#### Text segment:
== Segment start ==

Tip Refer to Chapter 8 for details on how to use tools such as iostat and sar to monitor disk I/O behavior.

Table A-2 summarizes the various characteristics of each RAID technology. These are general guidelines, so test the underlying architecture to ensure that it meets your business requirements before you implement a production system.

Table A-2. Comparison of RAID Technologies

Table A-2 is intended only to provide general heuristics for determining the appropriate RAID technology for your environment. There will be some technologists who might disagree with some of these general guidelines. From our experience, there are often two very opposing RAID opinions, and both have valid points of view.

Some variables that are unique to a particular environment also influence the decision about the best solution. For this reason, it can be difficult to determine exactly which combination of chunk, stripe size, stripe width, underlying RAID technology, and storage vendor will work best over a wide variety of database applications. If you have the resources to test every permutation under every type of I/O load, you probably can determine the perfect combination of the previously mentioned variables.

Realistically, few shops have the time and money to exercise every possible storage architecture for each database application. You’ll have to work with your SA and storage vendor to architect a cost-effective solution for your business that performs well over a variety of database applications.

Caution Using RAID technology doesn’t eliminate the need for a backup and recovery strategy. You should always have a strategy in place to ensure that you can restore and recover your database. You should periodically test your backup and recovery strategy to make sure it protects you if all disks fail (because of a fire, earthquake, tornado, avalanche, grenade, hurricane, and so on).

Capacity Planning

DBAs are often involved with disk storage capacity planning. They have to ensure that adequate disk space will be available, both initially and for future growth, when the database server disk requirements are first spec’ed out (specified). When using RAID technologies, you have to be able to calculate the actual amount of disk space that will be available given the available disks.

For example, when the SA says that there are x number of type Y disks configured with a given RAID level, you have to calculate whether there will be enough disk space for your database requirements.

== Segment end ==

#### Data extract:

== Segment start ==

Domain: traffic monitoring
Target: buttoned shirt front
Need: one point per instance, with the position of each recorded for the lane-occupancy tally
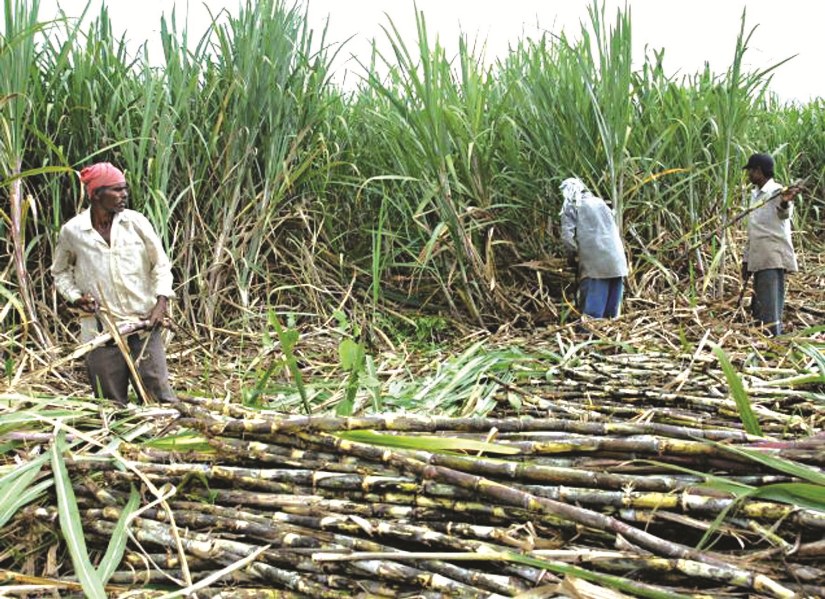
(769, 231)
(125, 277)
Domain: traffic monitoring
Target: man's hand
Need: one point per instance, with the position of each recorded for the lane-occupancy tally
(86, 303)
(788, 195)
(158, 313)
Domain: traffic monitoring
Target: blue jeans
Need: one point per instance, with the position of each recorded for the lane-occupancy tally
(601, 298)
(769, 298)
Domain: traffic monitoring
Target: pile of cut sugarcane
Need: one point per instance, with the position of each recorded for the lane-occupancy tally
(242, 503)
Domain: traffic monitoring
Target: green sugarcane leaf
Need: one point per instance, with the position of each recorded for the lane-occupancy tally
(796, 469)
(117, 544)
(70, 525)
(182, 442)
(803, 495)
(426, 442)
(13, 502)
(608, 580)
(740, 396)
(351, 354)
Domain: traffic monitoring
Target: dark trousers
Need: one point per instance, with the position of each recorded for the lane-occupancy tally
(601, 298)
(769, 298)
(109, 374)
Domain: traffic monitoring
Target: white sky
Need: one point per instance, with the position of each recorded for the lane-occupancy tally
(692, 33)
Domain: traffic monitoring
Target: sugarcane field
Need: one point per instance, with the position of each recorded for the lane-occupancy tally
(551, 326)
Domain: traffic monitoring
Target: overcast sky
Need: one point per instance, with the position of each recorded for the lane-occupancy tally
(691, 33)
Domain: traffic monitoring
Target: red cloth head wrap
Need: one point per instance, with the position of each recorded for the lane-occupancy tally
(101, 174)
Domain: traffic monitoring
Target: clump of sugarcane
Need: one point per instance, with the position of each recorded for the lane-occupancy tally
(435, 506)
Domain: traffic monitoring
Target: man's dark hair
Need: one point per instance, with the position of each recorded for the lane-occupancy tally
(763, 162)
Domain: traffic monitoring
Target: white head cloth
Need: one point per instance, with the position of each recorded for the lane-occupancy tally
(573, 191)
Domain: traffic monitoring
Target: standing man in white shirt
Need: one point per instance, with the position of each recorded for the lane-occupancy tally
(591, 237)
(769, 252)
(109, 258)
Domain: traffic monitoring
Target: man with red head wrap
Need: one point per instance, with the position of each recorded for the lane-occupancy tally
(109, 259)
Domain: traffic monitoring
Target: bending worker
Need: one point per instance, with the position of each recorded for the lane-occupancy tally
(591, 237)
(109, 259)
(769, 250)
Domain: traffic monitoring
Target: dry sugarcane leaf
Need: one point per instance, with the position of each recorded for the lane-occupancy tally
(576, 588)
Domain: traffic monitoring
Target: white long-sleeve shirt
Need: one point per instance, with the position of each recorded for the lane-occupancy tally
(125, 277)
(589, 230)
(769, 232)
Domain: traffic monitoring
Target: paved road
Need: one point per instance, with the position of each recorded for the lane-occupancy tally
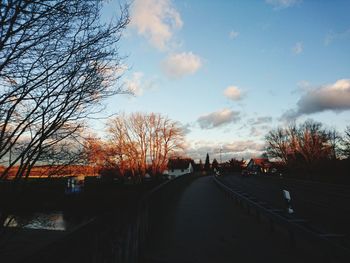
(325, 205)
(204, 226)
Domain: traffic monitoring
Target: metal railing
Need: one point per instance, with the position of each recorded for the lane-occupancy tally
(295, 226)
(116, 237)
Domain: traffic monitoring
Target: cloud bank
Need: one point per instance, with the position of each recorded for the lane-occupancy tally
(233, 93)
(218, 118)
(334, 97)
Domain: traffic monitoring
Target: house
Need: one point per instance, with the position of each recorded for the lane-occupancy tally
(179, 166)
(259, 166)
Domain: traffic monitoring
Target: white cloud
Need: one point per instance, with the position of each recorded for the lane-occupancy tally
(156, 20)
(330, 37)
(233, 34)
(181, 64)
(260, 120)
(334, 97)
(218, 118)
(281, 4)
(298, 48)
(233, 93)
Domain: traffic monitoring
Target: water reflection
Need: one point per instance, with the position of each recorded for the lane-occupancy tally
(48, 221)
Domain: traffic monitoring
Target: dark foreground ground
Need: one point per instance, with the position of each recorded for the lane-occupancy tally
(326, 206)
(203, 226)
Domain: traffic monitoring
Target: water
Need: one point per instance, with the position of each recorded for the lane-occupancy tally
(57, 220)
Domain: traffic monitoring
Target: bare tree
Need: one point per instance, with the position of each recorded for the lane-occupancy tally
(345, 143)
(144, 141)
(57, 62)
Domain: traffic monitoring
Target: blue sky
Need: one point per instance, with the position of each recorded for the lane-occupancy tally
(229, 71)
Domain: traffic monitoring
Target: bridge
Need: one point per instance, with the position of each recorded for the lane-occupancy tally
(203, 219)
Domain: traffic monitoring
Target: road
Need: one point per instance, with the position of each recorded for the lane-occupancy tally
(325, 205)
(204, 226)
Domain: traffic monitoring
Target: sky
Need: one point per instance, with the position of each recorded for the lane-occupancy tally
(229, 71)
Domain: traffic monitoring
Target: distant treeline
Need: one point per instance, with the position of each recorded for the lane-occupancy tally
(309, 150)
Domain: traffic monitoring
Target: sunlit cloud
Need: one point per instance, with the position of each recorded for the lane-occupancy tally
(225, 150)
(282, 4)
(298, 48)
(218, 118)
(156, 20)
(137, 84)
(181, 64)
(334, 97)
(233, 93)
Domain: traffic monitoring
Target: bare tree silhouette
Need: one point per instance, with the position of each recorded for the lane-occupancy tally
(57, 62)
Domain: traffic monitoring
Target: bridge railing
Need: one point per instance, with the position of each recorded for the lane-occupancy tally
(332, 250)
(116, 237)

== Segment end ==

#### Exercise tasks:
**A)** From the RAID passage, set down the part that opens with the words containing "Table A-2 summarizes" and closes with "points of view.", reproducing it word for word.
**B)** Answer these questions from the RAID passage:
(i) Which chapter explains how to monitor disk I/O behavior with iostat and sar?
(ii) What does using RAID technology not eliminate the need for?
(iii) Who must you work with to architect a cost-effective storage solution?

#### Solutions:
**A)**
Table A-2 summarizes the various characteristics of each RAID technology. These are general guidelines, so test the underlying architecture to ensure that it meets your business requirements before you implement a production system.

Table A-2. Comparison of RAID Technologies

Table A-2 is intended only to provide general heuristics for determining the appropriate RAID technology for your environment. There will be some technologists who might disagree with some of these general guidelines. From our experience, there are often two very opposing RAID opinions, and both have valid points of view.

**B)**
(i) Chapter 8
(ii) A backup and recovery strategy
(iii) Your SA and storage vendor